:: To do ::
Find the word "with" below. Copy each line that has it.

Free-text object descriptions

----

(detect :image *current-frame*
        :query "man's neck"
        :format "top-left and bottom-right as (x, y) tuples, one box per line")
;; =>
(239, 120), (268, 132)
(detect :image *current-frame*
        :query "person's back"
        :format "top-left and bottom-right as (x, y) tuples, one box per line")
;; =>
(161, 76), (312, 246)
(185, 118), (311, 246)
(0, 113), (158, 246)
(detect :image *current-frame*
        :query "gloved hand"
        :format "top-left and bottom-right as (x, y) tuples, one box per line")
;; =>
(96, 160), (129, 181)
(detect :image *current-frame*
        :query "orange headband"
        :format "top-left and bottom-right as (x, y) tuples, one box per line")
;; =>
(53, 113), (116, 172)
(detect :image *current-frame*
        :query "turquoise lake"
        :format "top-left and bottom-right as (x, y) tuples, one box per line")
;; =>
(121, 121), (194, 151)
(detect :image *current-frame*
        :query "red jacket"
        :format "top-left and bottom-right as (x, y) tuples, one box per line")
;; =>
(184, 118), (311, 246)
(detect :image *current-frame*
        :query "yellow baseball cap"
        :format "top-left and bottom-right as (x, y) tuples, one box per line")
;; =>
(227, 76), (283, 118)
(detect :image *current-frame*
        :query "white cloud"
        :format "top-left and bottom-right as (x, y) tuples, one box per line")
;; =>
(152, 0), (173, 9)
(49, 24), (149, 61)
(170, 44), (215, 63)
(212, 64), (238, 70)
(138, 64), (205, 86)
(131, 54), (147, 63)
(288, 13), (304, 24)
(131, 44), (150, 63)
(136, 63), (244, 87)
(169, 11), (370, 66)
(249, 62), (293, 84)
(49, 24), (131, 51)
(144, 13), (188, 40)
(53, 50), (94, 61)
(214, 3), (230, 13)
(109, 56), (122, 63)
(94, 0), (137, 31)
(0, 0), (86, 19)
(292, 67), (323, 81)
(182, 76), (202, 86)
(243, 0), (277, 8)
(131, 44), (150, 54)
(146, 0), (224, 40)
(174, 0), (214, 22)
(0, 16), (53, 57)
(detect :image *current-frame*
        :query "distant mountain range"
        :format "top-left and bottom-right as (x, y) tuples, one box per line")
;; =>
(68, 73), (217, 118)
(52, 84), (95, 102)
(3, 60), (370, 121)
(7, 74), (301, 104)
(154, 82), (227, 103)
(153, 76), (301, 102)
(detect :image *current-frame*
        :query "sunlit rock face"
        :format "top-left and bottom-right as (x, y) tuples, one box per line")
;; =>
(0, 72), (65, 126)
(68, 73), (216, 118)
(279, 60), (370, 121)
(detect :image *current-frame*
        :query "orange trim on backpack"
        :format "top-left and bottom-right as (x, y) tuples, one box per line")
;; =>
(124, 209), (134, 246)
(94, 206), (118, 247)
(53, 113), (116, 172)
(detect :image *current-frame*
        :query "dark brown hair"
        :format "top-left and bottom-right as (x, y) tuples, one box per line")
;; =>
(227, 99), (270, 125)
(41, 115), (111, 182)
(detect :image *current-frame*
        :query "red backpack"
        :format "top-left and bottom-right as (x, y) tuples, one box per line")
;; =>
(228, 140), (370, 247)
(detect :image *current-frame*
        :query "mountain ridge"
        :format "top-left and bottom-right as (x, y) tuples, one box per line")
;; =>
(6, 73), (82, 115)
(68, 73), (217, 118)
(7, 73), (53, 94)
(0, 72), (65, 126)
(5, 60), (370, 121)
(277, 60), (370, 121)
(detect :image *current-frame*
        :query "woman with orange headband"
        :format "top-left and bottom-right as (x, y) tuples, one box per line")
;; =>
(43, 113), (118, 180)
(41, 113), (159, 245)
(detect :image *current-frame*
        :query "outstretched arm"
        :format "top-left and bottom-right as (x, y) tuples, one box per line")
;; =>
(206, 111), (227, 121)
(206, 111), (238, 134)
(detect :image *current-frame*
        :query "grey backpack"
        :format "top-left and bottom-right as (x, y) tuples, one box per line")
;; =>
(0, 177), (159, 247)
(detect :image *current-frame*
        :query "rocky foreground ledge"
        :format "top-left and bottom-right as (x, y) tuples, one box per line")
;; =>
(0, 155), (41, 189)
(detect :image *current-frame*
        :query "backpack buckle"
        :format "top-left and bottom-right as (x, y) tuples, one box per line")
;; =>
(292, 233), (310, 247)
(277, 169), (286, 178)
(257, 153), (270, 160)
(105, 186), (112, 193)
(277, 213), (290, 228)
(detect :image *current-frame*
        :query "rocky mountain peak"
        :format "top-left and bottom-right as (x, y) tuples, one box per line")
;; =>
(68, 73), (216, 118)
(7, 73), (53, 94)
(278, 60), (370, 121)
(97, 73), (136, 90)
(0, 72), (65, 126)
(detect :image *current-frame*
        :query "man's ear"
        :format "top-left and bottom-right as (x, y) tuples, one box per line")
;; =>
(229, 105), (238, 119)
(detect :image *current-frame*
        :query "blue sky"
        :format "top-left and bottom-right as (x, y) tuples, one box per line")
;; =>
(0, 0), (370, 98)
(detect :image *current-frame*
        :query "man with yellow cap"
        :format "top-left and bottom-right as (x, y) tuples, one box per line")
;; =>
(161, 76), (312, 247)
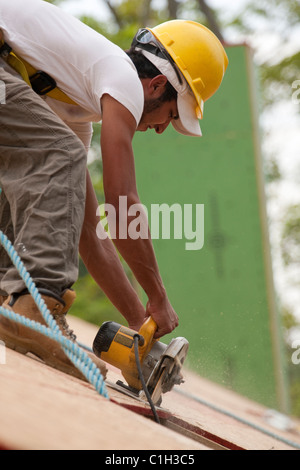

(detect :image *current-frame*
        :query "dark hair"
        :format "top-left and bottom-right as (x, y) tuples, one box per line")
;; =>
(126, 47), (177, 102)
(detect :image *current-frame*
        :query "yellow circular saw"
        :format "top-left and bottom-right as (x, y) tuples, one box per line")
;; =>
(93, 317), (189, 407)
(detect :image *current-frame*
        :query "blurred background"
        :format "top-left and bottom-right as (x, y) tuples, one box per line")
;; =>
(45, 0), (300, 416)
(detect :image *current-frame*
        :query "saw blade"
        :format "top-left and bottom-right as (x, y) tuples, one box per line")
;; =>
(149, 367), (168, 406)
(145, 338), (189, 404)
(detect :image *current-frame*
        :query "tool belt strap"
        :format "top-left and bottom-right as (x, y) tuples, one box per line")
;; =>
(0, 35), (78, 106)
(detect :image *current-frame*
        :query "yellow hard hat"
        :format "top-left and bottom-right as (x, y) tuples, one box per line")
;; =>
(132, 20), (228, 137)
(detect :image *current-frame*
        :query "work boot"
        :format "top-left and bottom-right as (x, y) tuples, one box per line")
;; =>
(0, 295), (8, 306)
(0, 289), (107, 381)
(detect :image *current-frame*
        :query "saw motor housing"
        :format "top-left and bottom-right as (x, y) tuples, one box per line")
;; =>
(93, 317), (189, 404)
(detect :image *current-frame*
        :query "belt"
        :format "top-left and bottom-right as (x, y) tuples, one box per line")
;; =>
(0, 32), (77, 106)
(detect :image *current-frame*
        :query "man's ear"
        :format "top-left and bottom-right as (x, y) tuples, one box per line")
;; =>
(148, 74), (168, 96)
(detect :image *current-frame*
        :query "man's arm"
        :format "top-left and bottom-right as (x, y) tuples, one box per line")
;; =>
(79, 169), (146, 331)
(100, 94), (178, 338)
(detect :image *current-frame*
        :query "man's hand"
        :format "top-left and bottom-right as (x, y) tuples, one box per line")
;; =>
(127, 294), (178, 339)
(146, 295), (179, 339)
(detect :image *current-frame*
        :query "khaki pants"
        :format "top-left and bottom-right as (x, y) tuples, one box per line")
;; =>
(0, 59), (87, 296)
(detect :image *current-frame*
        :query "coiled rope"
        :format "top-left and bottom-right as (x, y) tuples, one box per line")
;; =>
(0, 229), (109, 399)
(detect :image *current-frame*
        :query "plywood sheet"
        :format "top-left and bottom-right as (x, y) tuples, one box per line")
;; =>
(0, 349), (206, 450)
(69, 316), (300, 451)
(0, 315), (299, 451)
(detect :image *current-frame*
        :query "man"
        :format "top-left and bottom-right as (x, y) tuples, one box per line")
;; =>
(0, 0), (228, 380)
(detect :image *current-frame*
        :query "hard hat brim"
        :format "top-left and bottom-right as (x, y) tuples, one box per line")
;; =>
(135, 48), (202, 137)
(172, 92), (202, 137)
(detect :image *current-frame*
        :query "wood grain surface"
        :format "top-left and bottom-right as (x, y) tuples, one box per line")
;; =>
(0, 315), (299, 450)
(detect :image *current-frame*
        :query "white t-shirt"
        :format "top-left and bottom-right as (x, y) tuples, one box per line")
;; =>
(0, 0), (144, 149)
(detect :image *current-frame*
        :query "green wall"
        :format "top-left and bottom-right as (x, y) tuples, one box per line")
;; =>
(133, 46), (288, 410)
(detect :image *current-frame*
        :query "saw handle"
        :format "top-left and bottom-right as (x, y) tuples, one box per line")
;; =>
(135, 317), (157, 363)
(138, 316), (157, 343)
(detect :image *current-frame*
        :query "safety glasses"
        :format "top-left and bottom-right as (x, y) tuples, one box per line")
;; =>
(131, 28), (183, 85)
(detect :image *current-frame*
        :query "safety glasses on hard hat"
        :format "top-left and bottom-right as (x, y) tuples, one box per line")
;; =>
(132, 28), (183, 86)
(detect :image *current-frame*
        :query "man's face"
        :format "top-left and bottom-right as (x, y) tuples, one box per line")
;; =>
(137, 75), (179, 134)
(137, 98), (179, 134)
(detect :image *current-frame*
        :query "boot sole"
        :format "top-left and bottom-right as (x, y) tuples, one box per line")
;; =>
(0, 326), (87, 381)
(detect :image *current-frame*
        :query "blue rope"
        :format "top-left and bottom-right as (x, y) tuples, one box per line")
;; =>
(0, 230), (109, 399)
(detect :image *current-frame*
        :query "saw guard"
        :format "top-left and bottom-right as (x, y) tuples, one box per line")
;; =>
(143, 337), (189, 405)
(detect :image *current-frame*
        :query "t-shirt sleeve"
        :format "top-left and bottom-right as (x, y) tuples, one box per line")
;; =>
(87, 55), (144, 127)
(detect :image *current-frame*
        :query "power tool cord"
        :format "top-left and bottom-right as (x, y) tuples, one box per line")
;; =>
(0, 230), (109, 399)
(133, 334), (160, 424)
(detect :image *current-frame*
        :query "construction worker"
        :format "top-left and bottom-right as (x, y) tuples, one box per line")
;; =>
(0, 0), (228, 380)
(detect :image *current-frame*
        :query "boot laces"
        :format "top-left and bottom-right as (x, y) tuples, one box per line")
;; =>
(53, 313), (77, 342)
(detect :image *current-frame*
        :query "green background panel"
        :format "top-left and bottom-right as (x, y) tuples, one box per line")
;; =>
(133, 46), (287, 409)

----

:: Solution below ::
        :query "woman with orange headband"
        :query "man with yellow cap"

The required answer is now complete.